* _What needs to be done_: Copy out the following material exactly as it appears, line for line.

═════ Excerpted data

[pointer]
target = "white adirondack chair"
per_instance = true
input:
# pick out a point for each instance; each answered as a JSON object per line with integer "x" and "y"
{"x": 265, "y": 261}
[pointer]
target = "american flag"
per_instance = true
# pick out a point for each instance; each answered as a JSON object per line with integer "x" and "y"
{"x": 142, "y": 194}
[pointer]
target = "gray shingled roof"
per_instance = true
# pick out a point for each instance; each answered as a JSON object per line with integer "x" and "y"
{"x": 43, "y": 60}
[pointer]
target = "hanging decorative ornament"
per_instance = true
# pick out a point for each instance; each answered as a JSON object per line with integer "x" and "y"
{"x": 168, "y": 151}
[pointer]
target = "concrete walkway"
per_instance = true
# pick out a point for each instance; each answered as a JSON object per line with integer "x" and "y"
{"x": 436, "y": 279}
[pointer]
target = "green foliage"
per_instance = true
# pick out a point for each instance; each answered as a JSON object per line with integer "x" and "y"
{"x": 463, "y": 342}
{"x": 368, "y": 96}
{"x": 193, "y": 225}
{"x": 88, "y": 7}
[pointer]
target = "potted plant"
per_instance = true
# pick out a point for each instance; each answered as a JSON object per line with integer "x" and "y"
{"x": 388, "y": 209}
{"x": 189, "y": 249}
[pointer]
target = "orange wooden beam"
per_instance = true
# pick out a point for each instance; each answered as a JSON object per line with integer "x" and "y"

══════════

* _Full answer_:
[pointer]
target = "white adirondack chair"
per_instance = true
input:
# pick out a point for each instance; each answered as a JSON object per line with integer "x" and "y"
{"x": 265, "y": 261}
[pointer]
target = "american flag"
per_instance = true
# pick out a point for each instance; each answered as a JSON object per line with integer "x" and "y"
{"x": 142, "y": 194}
[pointer]
target = "gray shingled roof"
per_instance = true
# pick out a point for each instance; each answered as a JSON object per line with integer "x" and "y"
{"x": 43, "y": 60}
[pointer]
target = "hanging decorative ornament"
per_instance = true
# pick out a point for each instance; each answered as a JSON object per line with integer "x" and "y"
{"x": 168, "y": 151}
[pointer]
target = "concrete walkway"
per_instance = true
# pick out a point for each instance; each answered as a JSON object per line with integer "x" and "y"
{"x": 436, "y": 279}
[pointer]
target = "green foliage"
per_instance = true
# pick out a point for each instance; each answered as a JSON object per line with integer "x" and "y"
{"x": 463, "y": 342}
{"x": 368, "y": 96}
{"x": 193, "y": 225}
{"x": 88, "y": 7}
[pointer]
target = "potted plant"
per_instance = true
# pick out a point for each instance; each answered as a JSON object per line with integer "x" and "y"
{"x": 388, "y": 209}
{"x": 189, "y": 249}
[pointer]
target = "orange wooden beam"
per_instance = true
# pick out a point for each instance; each answered as a JSON object per line with integer "x" and "y"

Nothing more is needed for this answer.